# What the task requires
What's needed: every entry, printed exactly, minus the images.

# Dataset extract

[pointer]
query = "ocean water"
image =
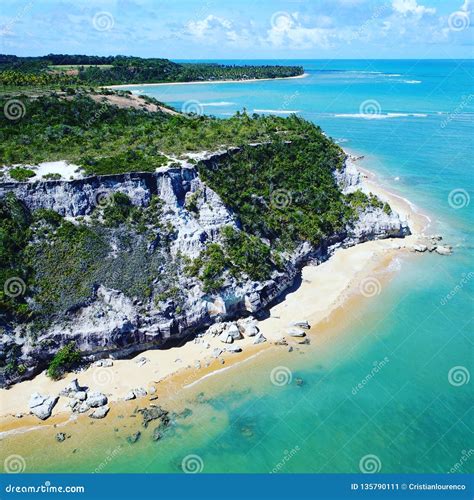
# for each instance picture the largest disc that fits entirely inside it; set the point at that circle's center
(388, 386)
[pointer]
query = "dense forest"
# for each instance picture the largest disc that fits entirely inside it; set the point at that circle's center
(282, 192)
(57, 70)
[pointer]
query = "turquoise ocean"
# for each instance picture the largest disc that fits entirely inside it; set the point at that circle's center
(414, 123)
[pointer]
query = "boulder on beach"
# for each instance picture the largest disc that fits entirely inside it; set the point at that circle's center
(233, 331)
(259, 339)
(296, 332)
(96, 399)
(42, 406)
(226, 338)
(300, 324)
(444, 250)
(100, 412)
(233, 348)
(104, 363)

# Answer to the exercise
[pointer]
query = "ocean water"
image =
# for each instance picture the largest disc that fits entirely inside it; set the point at that circle's center
(388, 386)
[pointer]
query = "dense forest"
# for each instance picture the largest disc that fits entirely inside it; set the point at that circle's center
(282, 192)
(57, 70)
[pointer]
query = "turquoise ocean"
# for each instance picture the largest disc that fits entirely inside it; set the point at that circle's center
(414, 123)
[pointer]
query = "boulder on beach"
# for each instance picture the largest disc that fits entirely inside it; set the point at that circle's center
(233, 331)
(259, 339)
(296, 332)
(96, 399)
(42, 406)
(226, 338)
(300, 324)
(444, 250)
(100, 412)
(233, 348)
(104, 363)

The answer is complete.